# start of SOURCE EXTRACT

Saturday, May 1, 2010
JAMES CAMERON, COULD YOU PLEASE TELL YOUR 3D TO STOP DESTROYING MY CINEMA?!
James Cameron thinks 3D will never die, but regrets it. Wants people to make films in 3D and not do it in Post-Production. The issue with this is he think his "stero-scopic" 3D is a) different than the old Blue/Green 3D, b) wants people to actually think its real 100% 3D experience, and c) he has no problem with the fact that film art is forged out of the fact film is not 3D.
There are still limitations to even Cameron's camera. All it can do is mimic "reality." If you want an actual 3D experience you will need to shoot a film at your eye level standing up and then design a theater as to fit the specifications of you standing up in that shot. Then you need to shoot one static shot with two cameras and then project that shot with two projectors, not meshing the shot together like 3D film does in editing, but doing it with the projectors. That single shot will be the closest you get to 3D, but still doesn't a screen end?

# end of SOURCE EXTRACT

- [TASK BRIEF]:
Reproduce the blog post on Cameron and 3D in full, word for word. The listing has nothing to do with the blog post on Cameron and 3D.

# start of RAW RECORDS

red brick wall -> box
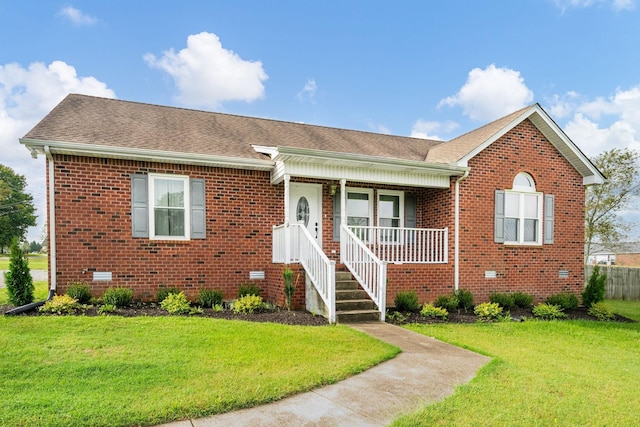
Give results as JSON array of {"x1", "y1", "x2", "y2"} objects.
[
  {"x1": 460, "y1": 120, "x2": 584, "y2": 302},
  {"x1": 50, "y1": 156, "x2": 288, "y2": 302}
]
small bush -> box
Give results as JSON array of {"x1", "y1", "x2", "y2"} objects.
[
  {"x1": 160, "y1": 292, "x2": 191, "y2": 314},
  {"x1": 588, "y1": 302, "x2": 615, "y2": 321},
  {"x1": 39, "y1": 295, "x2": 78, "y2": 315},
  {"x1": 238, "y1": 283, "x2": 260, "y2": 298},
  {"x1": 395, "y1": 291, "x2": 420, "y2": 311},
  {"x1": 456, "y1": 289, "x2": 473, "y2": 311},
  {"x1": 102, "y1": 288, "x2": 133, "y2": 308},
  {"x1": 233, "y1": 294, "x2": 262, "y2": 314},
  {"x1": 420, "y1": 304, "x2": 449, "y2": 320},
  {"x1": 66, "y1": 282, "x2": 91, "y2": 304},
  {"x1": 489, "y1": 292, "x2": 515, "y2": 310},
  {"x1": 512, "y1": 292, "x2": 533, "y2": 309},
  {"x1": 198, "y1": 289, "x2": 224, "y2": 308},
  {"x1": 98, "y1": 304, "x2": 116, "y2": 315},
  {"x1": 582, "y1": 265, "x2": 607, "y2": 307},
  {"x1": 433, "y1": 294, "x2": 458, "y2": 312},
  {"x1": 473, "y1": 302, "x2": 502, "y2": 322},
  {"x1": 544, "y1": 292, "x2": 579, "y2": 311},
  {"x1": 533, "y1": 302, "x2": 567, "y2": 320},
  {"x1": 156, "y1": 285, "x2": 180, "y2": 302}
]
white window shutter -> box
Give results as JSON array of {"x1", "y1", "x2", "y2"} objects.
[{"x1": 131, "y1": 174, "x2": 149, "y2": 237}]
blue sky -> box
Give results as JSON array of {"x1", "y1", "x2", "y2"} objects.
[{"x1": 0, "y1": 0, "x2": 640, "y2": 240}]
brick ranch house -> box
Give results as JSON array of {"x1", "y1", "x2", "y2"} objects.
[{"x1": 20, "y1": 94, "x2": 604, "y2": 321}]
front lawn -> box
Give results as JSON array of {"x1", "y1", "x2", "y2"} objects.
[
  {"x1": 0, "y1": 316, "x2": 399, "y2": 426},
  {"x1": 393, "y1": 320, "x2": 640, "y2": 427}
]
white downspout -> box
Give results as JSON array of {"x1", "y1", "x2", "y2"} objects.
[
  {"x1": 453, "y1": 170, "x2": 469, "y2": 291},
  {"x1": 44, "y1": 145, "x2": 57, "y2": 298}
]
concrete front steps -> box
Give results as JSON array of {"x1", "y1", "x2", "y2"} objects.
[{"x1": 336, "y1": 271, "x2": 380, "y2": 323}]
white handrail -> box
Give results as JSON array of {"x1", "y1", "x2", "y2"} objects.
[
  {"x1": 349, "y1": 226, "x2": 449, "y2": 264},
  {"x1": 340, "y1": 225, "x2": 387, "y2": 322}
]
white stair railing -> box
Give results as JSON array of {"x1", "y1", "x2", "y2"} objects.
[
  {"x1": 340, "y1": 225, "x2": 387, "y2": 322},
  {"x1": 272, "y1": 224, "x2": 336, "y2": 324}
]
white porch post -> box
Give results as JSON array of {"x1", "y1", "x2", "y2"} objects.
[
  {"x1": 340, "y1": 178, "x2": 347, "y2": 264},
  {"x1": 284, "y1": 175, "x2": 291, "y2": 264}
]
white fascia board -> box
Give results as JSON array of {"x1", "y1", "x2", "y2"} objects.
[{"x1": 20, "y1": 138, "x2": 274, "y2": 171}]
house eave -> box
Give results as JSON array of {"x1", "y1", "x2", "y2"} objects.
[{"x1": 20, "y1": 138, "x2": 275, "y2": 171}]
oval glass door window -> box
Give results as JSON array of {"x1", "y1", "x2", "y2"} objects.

# end of RAW RECORDS

- [EXERCISE RESPONSE]:
Saturday, May 1, 2010
JAMES CAMERON, COULD YOU PLEASE TELL YOUR 3D TO STOP DESTROYING MY CINEMA?!
James Cameron thinks 3D will never die, but regrets it. Wants people to make films in 3D and not do it in Post-Production. The issue with this is he think his "stero-scopic" 3D is a) different than the old Blue/Green 3D, b) wants people to actually think its real 100% 3D experience, and c) he has no problem with the fact that film art is forged out of the fact film is not 3D.
There are still limitations to even Cameron's camera. All it can do is mimic "reality." If you want an actual 3D experience you will need to shoot a film at your eye level standing up and then design a theater as to fit the specifications of you standing up in that shot. Then you need to shoot one static shot with two cameras and then project that shot with two projectors, not meshing the shot together like 3D film does in editing, but doing it with the projectors. That single shot will be the closest you get to 3D, but still doesn't a screen end?